■ WHAT YOU ARE ASKED TO DO: Can you update the records below by changing each "glass entrance door" to "revolving door" and keeping every other part the same? Leave the pictures out of your answer.

━━━ RECORDS TO USE

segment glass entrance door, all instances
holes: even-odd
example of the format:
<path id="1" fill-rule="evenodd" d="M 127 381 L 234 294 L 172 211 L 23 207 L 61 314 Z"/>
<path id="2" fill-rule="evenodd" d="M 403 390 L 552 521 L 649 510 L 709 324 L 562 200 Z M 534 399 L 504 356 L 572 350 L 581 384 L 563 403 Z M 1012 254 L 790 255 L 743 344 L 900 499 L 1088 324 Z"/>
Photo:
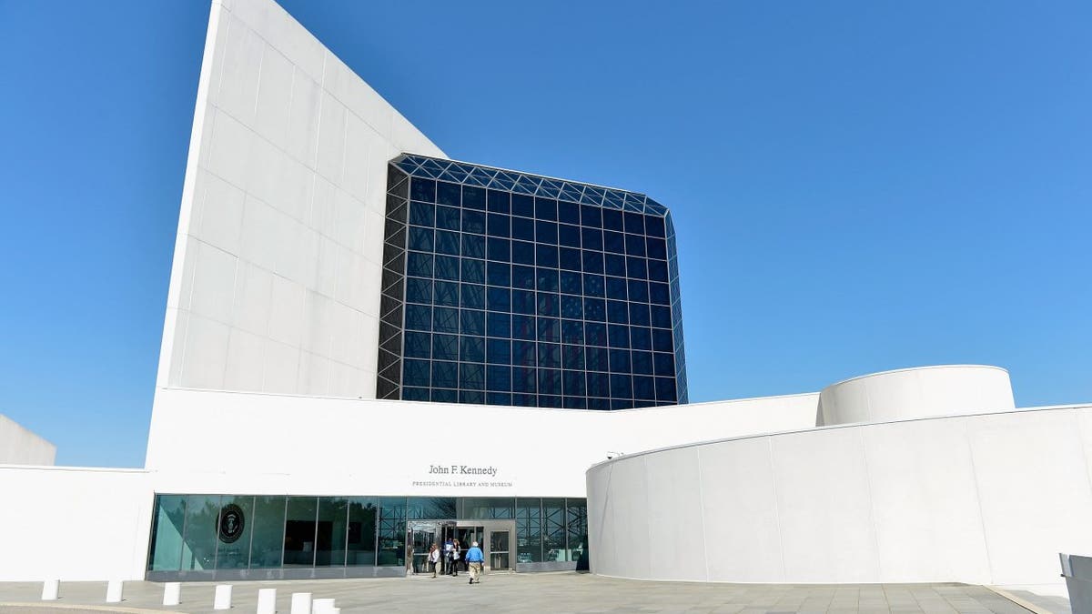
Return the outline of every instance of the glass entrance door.
<path id="1" fill-rule="evenodd" d="M 512 568 L 511 557 L 509 556 L 511 553 L 509 550 L 509 544 L 511 543 L 510 535 L 510 531 L 489 532 L 488 562 L 490 571 L 510 570 Z"/>
<path id="2" fill-rule="evenodd" d="M 432 544 L 443 546 L 442 523 L 410 522 L 406 527 L 406 566 L 411 574 L 431 574 L 428 568 L 428 551 Z"/>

━━━━━━

■ EXERCISE OUTPUT:
segment revolving door, all instances
holes: even-odd
example of the format:
<path id="1" fill-rule="evenodd" d="M 127 381 L 234 294 L 172 211 L 23 207 L 61 314 Z"/>
<path id="2" fill-rule="evenodd" d="M 403 390 L 552 521 L 649 510 L 709 324 L 562 200 Z M 534 399 L 504 356 L 572 350 L 581 384 L 563 403 Z M 1012 254 L 790 255 L 743 344 L 900 499 L 1088 324 Z"/>
Photo:
Return the outline of every instance of the revolving door.
<path id="1" fill-rule="evenodd" d="M 512 568 L 511 557 L 509 556 L 511 553 L 509 550 L 509 544 L 511 543 L 510 535 L 510 531 L 489 532 L 488 562 L 490 571 L 510 570 Z"/>
<path id="2" fill-rule="evenodd" d="M 432 544 L 443 546 L 442 523 L 410 522 L 406 527 L 406 566 L 411 574 L 431 574 L 428 568 L 428 551 Z"/>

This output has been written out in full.